**EXERCISE GOAL**:
Answer the following from the article below on YouTube's AI moderation:
(a) How many strikes within a 90-day period lead to a creator's account being deleted?
(b) Which videos won't show up in searches and recommendations?
(c) For whom did the company partially lift the monetization ban on coronavirus videos?

Start of TEXT PASSAGE

YouTube's use of AI to police COVID-19 content means more flagged videos for creators

The change won’t affect current monetization policies though.


YouTube has announced it will turn to machine learning as ever more of its content moderators self-isolate because of the coronavirus. The automated review process will likely remove more videos than human reviewers do, so YouTube won’t apply strikes to accounts, except in extreme cases of clear violations. The update will prevent a backlog of moderation and also won’t impact monetization.

Last week, the company partially lifted the monetization ban on coronavirus videos for news organizations and a limited number of creators deemed responsible. Previously, the streaming video platform had banned coronavirus-related content after some unscrupulous YouTubers started trying to game the system by including coronavirus mentions in video titles or tags to drive traffic to their channels.

How does this impact creators? — Those eligible for monetization will continue to earn money from their videos. If a video is incorrectly flagged by the AI-powered moderation tools, they won’t get a punitive strike on their account. In general, if creators get three strikes in a 90-day period, their account is deleted. Waiving strikes for zero to low-level violative videos reviewed by a program could keep high-volume creators like daily vloggers in the clear. As usual, creators can appeal video and account takedowns, but responses may take longer than usual given YouTube's curtailed — and no doubt strained — workforce.

How will this change YouTube? — Unreviewed videos won’t show up in searches and recommendations. Additionally, the company is being more cautious about how it promotes videos in general to avoid the spread of misinformation. Frankly, an increase in circumspection from YouTube and other sources of information is welcome. It's a pity it's taken a pandemic to prompt it, though.

End of TEXT PASSAGE
Start of SUPPLIED ENTRIES

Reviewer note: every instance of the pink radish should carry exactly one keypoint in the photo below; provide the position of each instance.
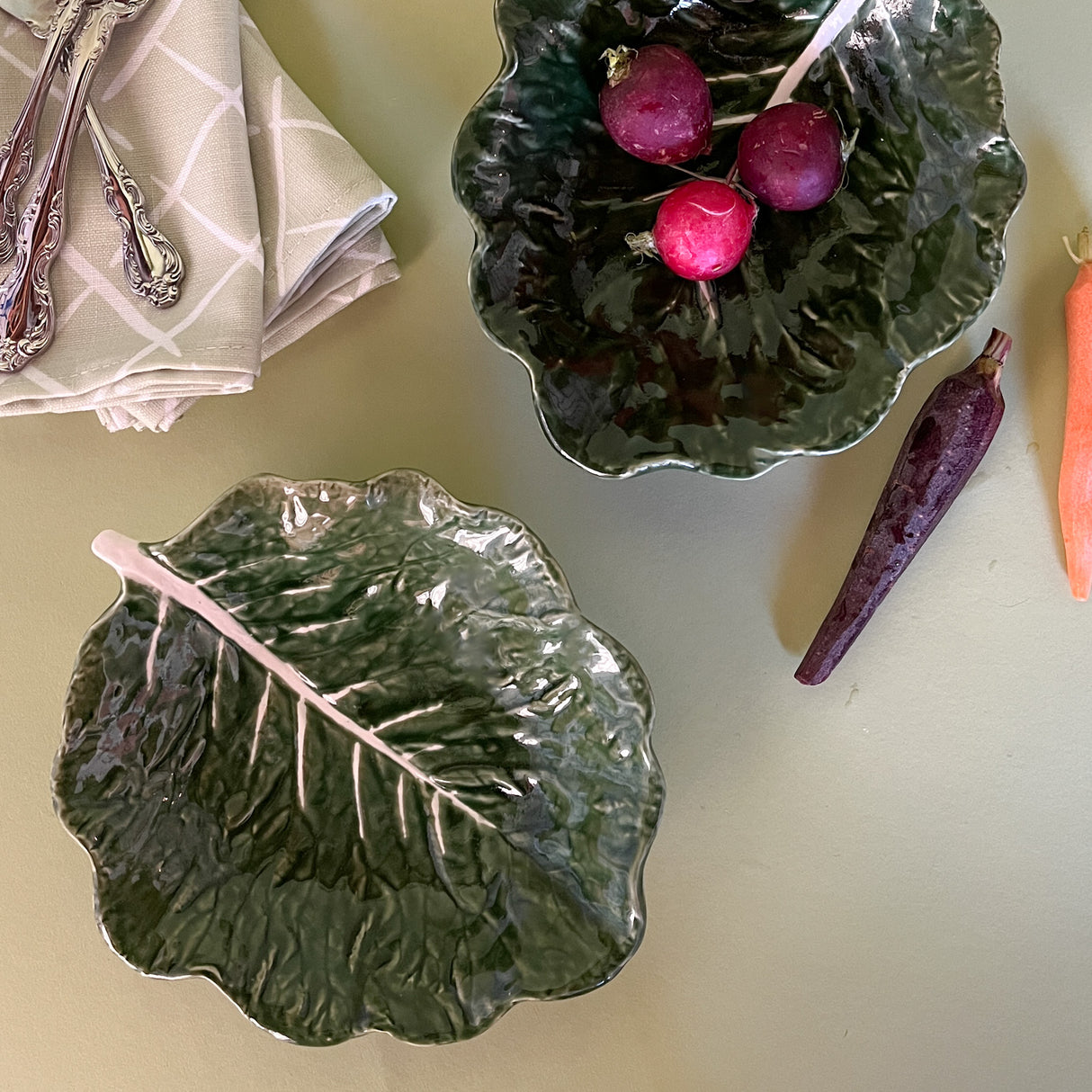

End of SUPPLIED ENTRIES
Start of SUPPLIED ENTRIES

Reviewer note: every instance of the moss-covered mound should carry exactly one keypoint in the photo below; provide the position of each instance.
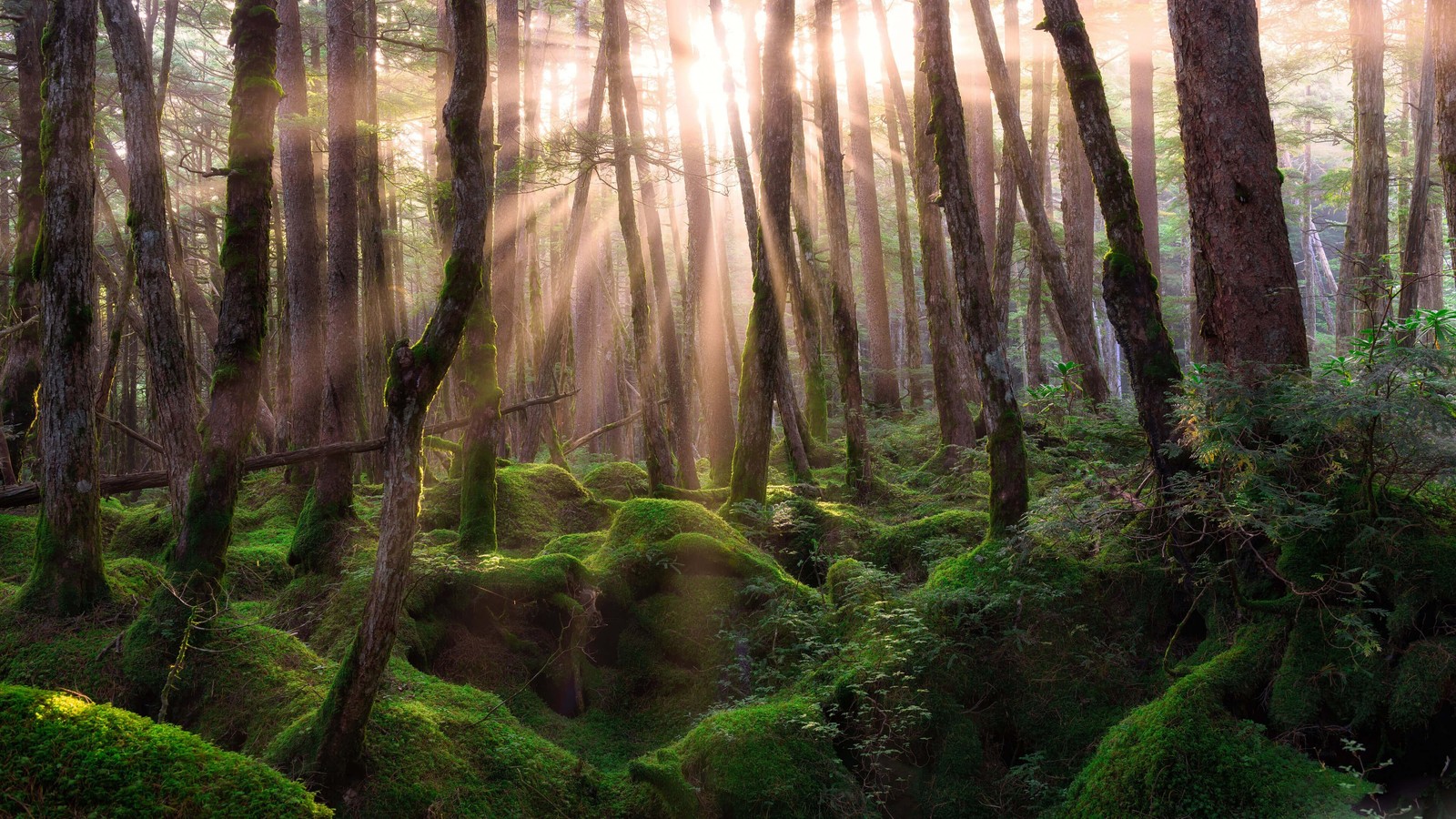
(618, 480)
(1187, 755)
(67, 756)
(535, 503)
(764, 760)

End of SUPPLIED ENTRIES
Start of SUPPLIED ENTRIES

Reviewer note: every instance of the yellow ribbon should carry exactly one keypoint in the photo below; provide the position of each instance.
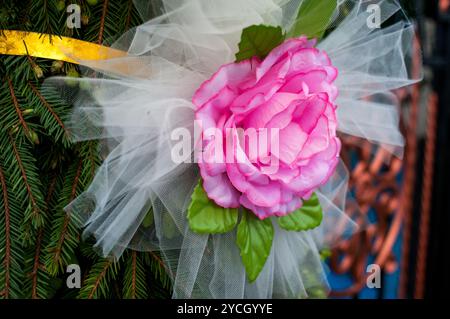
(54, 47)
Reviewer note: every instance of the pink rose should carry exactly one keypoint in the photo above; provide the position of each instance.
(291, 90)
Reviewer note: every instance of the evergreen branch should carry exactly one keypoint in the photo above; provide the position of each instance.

End of SUPPLIED ENTRIES

**EXERCISE ANSWER**:
(a) Three strikes.
(b) Unreviewed videos.
(c) News organizations and a limited number of creators deemed responsible.